═══ Provided information

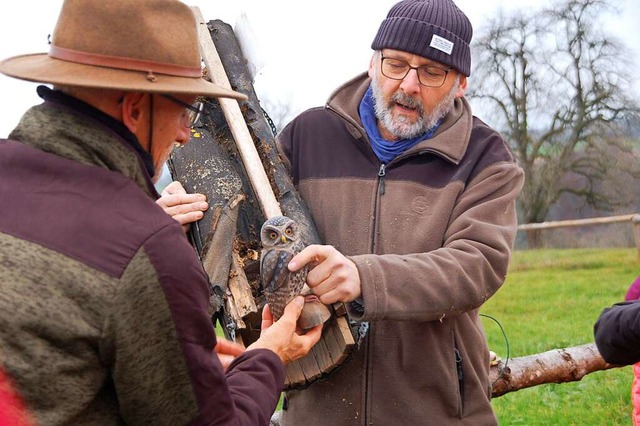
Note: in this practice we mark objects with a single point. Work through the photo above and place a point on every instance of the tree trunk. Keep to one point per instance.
(228, 237)
(555, 366)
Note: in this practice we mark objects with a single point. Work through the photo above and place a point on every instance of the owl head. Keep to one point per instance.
(279, 231)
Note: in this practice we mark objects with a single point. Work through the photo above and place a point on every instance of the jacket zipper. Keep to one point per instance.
(460, 374)
(381, 173)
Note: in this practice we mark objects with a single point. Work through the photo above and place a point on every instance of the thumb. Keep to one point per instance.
(294, 308)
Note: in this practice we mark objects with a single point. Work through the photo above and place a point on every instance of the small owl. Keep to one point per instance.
(280, 242)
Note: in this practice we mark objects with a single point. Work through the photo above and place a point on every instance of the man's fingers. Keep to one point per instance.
(293, 309)
(174, 187)
(228, 347)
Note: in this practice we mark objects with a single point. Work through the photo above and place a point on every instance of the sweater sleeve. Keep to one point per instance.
(617, 333)
(468, 269)
(160, 340)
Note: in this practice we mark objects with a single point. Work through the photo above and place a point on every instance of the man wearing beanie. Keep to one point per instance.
(415, 199)
(104, 305)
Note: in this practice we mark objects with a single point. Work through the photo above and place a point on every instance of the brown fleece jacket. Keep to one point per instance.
(431, 235)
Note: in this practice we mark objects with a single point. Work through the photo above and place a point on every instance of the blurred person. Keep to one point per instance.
(414, 198)
(104, 306)
(616, 345)
(617, 331)
(12, 410)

══════

# Requirement:
The data should be printed again unchanged; leave its pictures out.

# Output of the task:
Note: in this practice we mark objects with a single point. Work through the photo above and place a point on every instance of the tree trunk. Keep to one point per instance.
(228, 237)
(555, 366)
Note: in this practice we mark objects with a single point. Work through the photo above and place a point on every instance of the owl head. Keep to one point per instance.
(279, 231)
Note: in this practice we mark objects with a single point. Work through the photo above and place a point on every instance of the jacket zipper. Keep to one point per instance.
(460, 374)
(381, 173)
Note: in this practice we mark objects with a single point. Work through the photo above and place a point on every instance of the thumb. Keep to one point per instance.
(294, 308)
Note: in this practice we mark objects with a single point. Work through the photo above and place a point on every instance of the small owl. Keep to one point per instance.
(280, 242)
Note: in this practice we mark objects with a single point. Work through the photo above and place a point on every instance of the man's fingers. Keep to one point per instance.
(293, 309)
(174, 187)
(228, 347)
Note: in this practice we mark objects with a single point. Work through the photo above and place a point on every instance of the sweater sleeve. Keep to one point per instance.
(617, 333)
(468, 269)
(160, 340)
Note: in this practice we mark objects with a single point. Work through the photo above and place a point on every instance of the man wearing beanie. Keep to one point per instance.
(415, 199)
(104, 305)
Note: in this practice we mark objects with a single point. Work through the photo above and place a point on every instance of the brown fleece jacket. Keep to one point per instance.
(431, 235)
Note: in this practice we mark objects with a single point. Work through the photo above and place a point on every instance of the blurred person. Keep to one point per instance.
(414, 198)
(104, 306)
(616, 345)
(617, 331)
(12, 410)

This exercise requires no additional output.